Dataset entries
****

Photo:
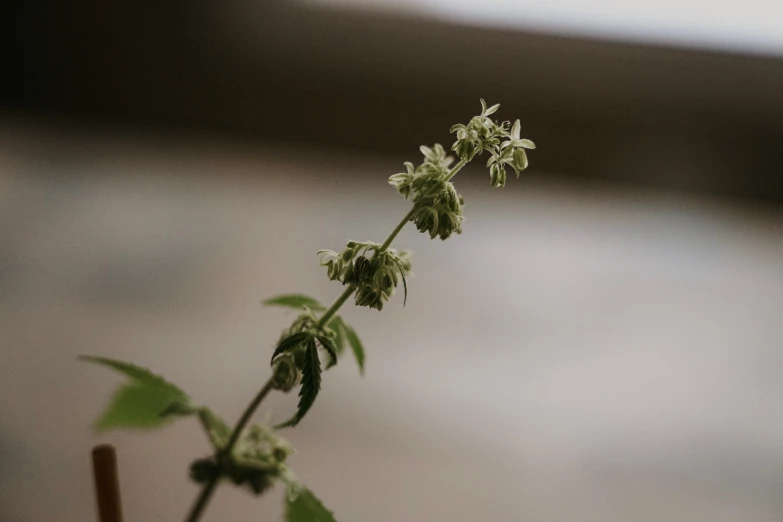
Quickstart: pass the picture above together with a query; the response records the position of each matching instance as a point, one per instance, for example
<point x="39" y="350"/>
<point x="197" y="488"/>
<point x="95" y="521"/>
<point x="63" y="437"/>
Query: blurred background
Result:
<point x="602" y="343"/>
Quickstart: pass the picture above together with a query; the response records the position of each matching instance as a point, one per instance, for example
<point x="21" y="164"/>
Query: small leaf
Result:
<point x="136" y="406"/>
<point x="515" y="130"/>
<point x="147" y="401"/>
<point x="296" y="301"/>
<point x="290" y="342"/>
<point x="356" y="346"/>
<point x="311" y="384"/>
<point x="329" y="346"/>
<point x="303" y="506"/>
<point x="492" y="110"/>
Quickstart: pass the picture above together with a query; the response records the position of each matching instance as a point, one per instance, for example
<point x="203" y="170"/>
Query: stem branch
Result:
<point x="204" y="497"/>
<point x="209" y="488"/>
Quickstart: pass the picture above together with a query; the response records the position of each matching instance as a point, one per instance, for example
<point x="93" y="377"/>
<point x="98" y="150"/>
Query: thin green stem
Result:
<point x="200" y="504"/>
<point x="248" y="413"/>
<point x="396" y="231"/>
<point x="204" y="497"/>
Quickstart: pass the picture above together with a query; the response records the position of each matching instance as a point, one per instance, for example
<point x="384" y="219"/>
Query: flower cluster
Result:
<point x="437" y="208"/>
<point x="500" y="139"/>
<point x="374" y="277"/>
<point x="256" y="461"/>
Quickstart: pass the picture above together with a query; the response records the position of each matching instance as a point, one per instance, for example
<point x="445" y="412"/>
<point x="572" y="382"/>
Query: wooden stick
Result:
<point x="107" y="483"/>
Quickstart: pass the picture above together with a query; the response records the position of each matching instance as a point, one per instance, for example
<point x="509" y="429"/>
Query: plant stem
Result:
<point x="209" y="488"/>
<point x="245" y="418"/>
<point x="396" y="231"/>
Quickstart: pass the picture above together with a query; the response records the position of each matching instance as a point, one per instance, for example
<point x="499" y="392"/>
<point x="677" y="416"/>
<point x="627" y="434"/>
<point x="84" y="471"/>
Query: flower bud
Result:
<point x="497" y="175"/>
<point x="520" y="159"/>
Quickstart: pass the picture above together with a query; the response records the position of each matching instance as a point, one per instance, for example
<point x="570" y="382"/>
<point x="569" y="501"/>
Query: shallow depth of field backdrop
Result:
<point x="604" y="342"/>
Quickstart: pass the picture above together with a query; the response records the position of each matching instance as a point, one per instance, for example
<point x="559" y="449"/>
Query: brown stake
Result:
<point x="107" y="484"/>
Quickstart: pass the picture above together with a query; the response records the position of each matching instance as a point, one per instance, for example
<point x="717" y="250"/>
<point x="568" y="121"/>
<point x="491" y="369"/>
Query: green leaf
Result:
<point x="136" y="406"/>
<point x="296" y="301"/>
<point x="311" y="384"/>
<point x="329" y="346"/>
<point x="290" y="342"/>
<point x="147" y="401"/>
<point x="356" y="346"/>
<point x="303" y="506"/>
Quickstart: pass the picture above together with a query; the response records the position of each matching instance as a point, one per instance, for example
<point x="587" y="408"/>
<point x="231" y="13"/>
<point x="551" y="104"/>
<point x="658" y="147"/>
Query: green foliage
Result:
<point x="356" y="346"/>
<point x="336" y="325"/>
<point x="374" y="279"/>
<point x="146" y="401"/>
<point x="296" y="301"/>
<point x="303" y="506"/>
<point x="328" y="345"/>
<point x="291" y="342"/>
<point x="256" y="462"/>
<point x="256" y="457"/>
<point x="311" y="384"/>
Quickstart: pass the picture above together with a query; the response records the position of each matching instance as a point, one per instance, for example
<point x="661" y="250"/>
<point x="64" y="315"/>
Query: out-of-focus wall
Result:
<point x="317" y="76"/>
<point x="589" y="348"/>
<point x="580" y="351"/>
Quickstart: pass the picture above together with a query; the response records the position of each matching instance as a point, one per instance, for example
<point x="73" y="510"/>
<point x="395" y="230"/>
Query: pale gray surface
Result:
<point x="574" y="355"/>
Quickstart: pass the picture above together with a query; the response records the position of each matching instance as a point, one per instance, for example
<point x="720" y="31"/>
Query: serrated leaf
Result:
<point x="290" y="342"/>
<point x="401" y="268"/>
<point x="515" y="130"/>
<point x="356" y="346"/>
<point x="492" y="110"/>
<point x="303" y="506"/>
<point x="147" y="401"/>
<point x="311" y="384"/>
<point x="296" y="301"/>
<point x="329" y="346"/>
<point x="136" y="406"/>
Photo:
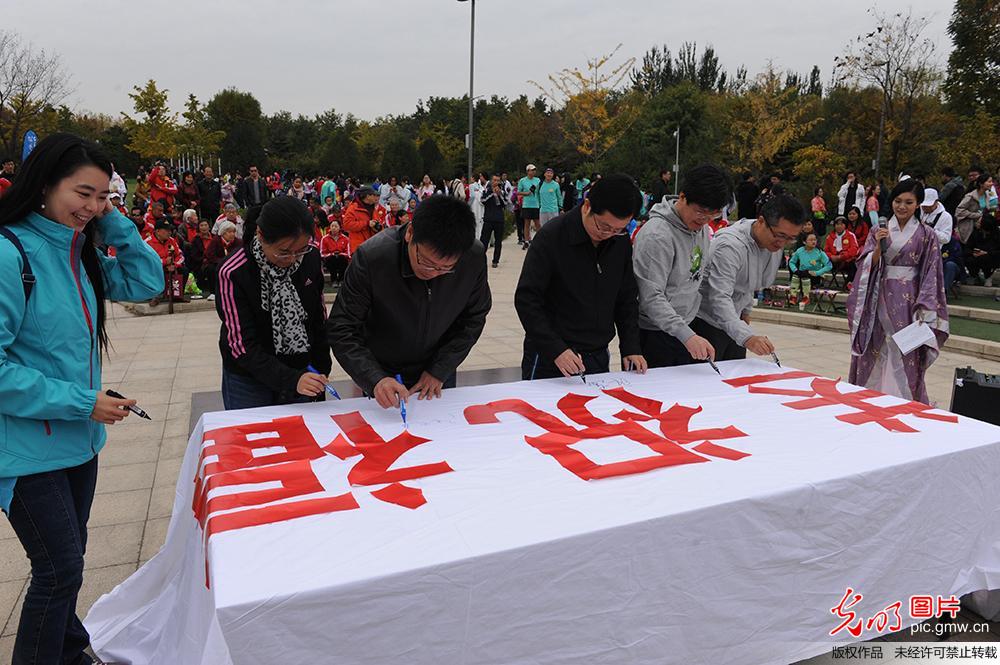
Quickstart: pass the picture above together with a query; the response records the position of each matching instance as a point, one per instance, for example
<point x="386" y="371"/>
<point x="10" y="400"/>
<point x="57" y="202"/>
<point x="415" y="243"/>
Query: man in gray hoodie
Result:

****

Assignment.
Include the first line of the records, the line containing "Query: small leaf", and every line between them, repeated exactly. Skip the pictures.

Response to the task.
Photo:
Quickstart: pass the picture above together with a query; the response records the position of each matching instance as a point, one per instance, for example
<point x="39" y="350"/>
<point x="197" y="488"/>
<point x="95" y="521"/>
<point x="63" y="437"/>
Query: blurred background
Result:
<point x="602" y="343"/>
Quickstart: pass the picture above together with a query; the response records the position of each matching instance as a point, one per instance, for example
<point x="21" y="164"/>
Query: small leaf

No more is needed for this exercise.